**AIM OF THE TASK**
Render all of the entries below as a two-column CSV headed instruction and coordinates, with one row per entry. Put each entry's text and its answer in one quoted field apiece, replacing line breaks with spaces.

**INFORMATION SUPPLIED**

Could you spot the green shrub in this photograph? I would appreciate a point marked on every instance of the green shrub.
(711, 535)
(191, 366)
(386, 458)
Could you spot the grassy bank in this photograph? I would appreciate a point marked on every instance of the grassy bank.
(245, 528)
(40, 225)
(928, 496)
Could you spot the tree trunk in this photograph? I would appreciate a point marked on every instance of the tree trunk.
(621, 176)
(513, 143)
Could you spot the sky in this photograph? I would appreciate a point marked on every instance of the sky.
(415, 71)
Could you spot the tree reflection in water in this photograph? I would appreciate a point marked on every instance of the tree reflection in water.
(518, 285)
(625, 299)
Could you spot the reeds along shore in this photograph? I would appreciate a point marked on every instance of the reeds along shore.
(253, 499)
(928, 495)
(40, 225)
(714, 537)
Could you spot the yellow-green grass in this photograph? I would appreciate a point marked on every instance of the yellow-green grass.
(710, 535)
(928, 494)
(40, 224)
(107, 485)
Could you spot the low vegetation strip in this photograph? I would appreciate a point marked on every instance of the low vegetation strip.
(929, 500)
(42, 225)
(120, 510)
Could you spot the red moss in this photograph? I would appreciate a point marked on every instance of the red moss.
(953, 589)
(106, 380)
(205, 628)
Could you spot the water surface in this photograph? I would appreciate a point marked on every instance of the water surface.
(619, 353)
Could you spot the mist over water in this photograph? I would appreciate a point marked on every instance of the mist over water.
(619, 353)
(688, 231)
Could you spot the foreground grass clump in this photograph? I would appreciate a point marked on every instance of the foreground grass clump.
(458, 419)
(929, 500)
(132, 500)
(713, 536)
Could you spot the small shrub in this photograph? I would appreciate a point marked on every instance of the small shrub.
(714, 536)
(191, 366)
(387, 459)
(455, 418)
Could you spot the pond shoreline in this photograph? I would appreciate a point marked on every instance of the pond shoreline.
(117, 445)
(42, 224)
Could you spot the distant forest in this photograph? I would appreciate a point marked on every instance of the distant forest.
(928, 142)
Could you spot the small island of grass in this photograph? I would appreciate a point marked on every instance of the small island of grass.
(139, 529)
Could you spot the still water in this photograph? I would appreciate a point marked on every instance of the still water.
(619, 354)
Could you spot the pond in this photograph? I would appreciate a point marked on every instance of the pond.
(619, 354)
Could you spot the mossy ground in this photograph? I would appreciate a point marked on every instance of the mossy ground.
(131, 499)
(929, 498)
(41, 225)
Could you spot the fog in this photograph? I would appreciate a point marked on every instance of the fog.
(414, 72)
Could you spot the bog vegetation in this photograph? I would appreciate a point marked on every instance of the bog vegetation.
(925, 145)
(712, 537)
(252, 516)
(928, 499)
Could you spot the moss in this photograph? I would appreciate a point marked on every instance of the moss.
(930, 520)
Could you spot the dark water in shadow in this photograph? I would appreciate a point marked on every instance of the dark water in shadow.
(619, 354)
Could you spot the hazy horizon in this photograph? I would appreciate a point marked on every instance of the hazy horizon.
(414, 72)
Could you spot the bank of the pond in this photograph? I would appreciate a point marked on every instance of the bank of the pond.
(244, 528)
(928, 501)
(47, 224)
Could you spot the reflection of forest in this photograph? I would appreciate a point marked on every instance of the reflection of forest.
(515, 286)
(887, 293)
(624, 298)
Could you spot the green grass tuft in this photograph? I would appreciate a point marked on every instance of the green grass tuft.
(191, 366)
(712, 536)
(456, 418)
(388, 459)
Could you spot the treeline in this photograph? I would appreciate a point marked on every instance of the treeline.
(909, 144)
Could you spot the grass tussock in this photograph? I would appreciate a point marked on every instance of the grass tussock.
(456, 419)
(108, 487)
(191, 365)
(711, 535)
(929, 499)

**RESULT OF THIS EXERCISE**
instruction,coordinates
"Could you spot the green shrub in this photograph? I would appreciate a point marked on every instance of the green shrub.","(711, 535) (191, 366) (386, 458)"
"Could you spot the grassy bank in this photograph? I would appreciate a point marked on every instance of the grassy bank.","(245, 528) (40, 225) (928, 496)"
"Could you spot the tree trunk in this photograph? I would appreciate a point marked on every instance of the tree trunk.","(621, 176) (513, 143)"
"Could you spot the sky in this photograph? I would appreciate a point marked on every instance of the sky.","(415, 71)"
"Could you spot the tree reflection in water in this photograph? I would appreciate a point marked on every instance of the tree reflection in water.","(518, 285) (625, 299)"
"Could you spot the reeds along shore in this photograph? I would appreciate a point marked on every instance of the reeds along shore.","(253, 499) (928, 495) (40, 225) (714, 537)"
"Could you spot the yellow-green grass in this photograph? I would appreciate a point marked on every instance of the yellow-green grass.","(710, 535) (928, 494) (40, 224) (107, 485)"
"Could you spot the low vegetation strip in this photograph? I would appreciate a point marked on every instance of the low vegetation strip.","(929, 500) (42, 225) (120, 510)"
"Could you spot the red moss in this photograph? I would appreciate a point marked on every instance of the red moss.","(953, 589) (106, 380) (205, 628)"
"Could you spot the water surface in this photograph? I would appreciate a point marked on every instance of the water surface.","(619, 353)"
"Could you spot the mist over water in this photograph? I would appreciate a point marked on every instance of the mist over water.","(619, 353) (688, 231)"
"Could you spot the foreground grass clump in this photograph? I would appreciate a point marked on every instance of the foreground grass clump.","(458, 419) (929, 500) (132, 500) (713, 536)"
"Could you spot the small shrub in this photograph? I would appreciate a point marked on every instance of the small shrub.","(714, 536) (191, 366) (387, 459) (455, 418)"
"Could you spot the pond shoreline in this photograph? I would appreciate a point marked on every instance of the pond shoreline.","(117, 445) (42, 224)"
"Could you spot the distant forest in this photograph? I would appreciate a point marked on every instance of the distant forest.","(928, 142)"
"Could you spot the small island of grass in this photograph? I would appreciate a point marked on every instance of the small island of grass.","(139, 529)"
"Could you spot the still water in this photograph? I would appreciate a point marked on every instance of the still water.","(619, 354)"
"Could you spot the pond in this photograph? I would appreciate a point marked on every instance of the pond.","(619, 354)"
"Could you spot the mossy ground in this photograph? I would appreciate a point marked on every instance of the mossy ground.","(131, 499) (929, 498) (41, 225)"
"Could you spot the fog in this photograph? I would appreciate a point marked on every instance of the fog.","(414, 72)"
"Could you spot the bog vegetation in this photograph? I would appreciate a point marked on every instance of the bog vegetation.","(925, 145) (712, 537) (252, 516) (928, 499)"
"Could you spot the moss in this photograph? I would appreciate a point marked on every instance of the moss.","(930, 520)"
"Could you spot the dark water in shadow in this photograph? I would appreciate a point marked on every instance of the dark water in shadow.","(619, 354)"
"Could you spot the hazy horizon in this photograph? I would appreciate a point marked on every instance of the hazy horizon.","(414, 72)"
"Could you spot the bank of the pond in this photograph? I would appreciate a point marked on every instance of the bank of the pond.","(244, 528) (928, 501) (47, 224)"
"Could you spot the reflection of forest in this photograph? I would appreciate a point marked on every instance of the reflection of forest.","(515, 286) (887, 293) (624, 298)"
"Could you spot the green grass tuft in this photograph? I would appreciate a point marked on every instance of the green grass tuft.","(191, 366) (712, 536) (456, 418) (388, 459)"
"Could you spot the treeline in this photograph? I would appreciate a point marked on every instance of the treeline.","(909, 144)"
"Could you spot the grass tussock in this photograph? I would appreciate a point marked on every instance of the grass tussock.","(456, 419) (108, 487) (191, 365) (711, 535) (929, 499)"